**The task**
Reproduce the listing verbatim, starting with the line containing "Detect road here." and continuing through the line containing "[550,477,720,515]", both included.

═════ Rows

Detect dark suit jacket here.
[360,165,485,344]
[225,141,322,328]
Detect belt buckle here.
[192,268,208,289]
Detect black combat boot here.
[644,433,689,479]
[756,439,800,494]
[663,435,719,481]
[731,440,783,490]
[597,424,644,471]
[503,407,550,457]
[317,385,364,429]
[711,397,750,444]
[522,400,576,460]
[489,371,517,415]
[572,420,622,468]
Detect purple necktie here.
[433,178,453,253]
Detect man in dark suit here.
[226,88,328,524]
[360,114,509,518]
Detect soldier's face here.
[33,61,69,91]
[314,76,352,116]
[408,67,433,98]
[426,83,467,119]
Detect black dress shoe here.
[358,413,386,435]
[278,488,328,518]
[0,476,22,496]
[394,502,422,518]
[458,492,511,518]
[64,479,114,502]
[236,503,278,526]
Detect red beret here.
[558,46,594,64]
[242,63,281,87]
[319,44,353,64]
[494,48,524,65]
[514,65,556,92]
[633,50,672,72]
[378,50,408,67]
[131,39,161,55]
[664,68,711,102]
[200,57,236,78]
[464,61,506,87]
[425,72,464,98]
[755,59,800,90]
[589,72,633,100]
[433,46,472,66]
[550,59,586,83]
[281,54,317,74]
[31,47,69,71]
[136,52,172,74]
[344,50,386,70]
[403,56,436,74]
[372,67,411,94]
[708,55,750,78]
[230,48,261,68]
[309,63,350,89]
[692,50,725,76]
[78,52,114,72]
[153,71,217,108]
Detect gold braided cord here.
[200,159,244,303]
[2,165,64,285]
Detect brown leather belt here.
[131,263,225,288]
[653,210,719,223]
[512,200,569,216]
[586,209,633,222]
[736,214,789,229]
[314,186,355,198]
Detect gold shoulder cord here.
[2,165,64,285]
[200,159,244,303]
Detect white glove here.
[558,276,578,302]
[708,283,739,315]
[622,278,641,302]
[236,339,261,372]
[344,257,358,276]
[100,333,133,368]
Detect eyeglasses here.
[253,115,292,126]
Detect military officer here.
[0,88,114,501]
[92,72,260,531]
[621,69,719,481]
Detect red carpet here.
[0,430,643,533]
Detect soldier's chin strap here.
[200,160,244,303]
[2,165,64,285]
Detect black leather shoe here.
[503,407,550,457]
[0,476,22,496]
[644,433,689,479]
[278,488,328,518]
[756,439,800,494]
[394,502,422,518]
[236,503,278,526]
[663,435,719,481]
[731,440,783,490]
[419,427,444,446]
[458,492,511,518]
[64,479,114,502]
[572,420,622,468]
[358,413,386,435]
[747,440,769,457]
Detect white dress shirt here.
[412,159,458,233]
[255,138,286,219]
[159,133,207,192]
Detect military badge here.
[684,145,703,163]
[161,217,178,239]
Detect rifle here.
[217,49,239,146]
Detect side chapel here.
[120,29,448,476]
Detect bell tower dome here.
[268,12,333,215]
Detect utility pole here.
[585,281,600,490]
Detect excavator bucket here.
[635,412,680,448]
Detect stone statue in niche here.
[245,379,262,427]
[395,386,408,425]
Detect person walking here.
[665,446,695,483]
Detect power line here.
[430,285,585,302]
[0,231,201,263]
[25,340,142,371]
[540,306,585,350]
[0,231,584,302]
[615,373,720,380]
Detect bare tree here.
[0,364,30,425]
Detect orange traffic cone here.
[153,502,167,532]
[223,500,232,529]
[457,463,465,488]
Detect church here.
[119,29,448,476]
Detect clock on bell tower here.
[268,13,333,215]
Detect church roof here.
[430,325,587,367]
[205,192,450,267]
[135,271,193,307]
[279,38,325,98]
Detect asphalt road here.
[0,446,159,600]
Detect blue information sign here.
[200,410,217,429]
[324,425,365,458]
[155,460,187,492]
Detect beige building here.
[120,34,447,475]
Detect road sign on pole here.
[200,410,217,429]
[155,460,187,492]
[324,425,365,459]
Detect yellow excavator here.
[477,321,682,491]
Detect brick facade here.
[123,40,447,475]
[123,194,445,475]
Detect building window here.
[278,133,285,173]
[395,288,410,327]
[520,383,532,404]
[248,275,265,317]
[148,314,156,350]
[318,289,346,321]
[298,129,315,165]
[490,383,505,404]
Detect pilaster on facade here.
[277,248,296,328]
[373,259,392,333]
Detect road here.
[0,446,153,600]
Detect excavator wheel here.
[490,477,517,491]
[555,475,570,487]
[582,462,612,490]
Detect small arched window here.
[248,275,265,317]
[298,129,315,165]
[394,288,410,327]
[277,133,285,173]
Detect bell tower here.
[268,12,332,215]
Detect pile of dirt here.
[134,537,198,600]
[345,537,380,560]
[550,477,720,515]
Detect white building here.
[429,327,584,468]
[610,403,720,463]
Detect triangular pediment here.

══════════

**Answer to the task**
Detect road here.
[0,446,153,600]
Detect excavator wheel here.
[490,477,517,491]
[555,475,570,487]
[582,462,612,490]
Detect small arched window here.
[248,275,265,317]
[298,129,315,165]
[394,288,410,327]
[277,133,285,173]
Detect bell tower here.
[268,12,332,215]
Detect pile of dirt here.
[134,537,198,600]
[345,537,380,560]
[550,477,720,515]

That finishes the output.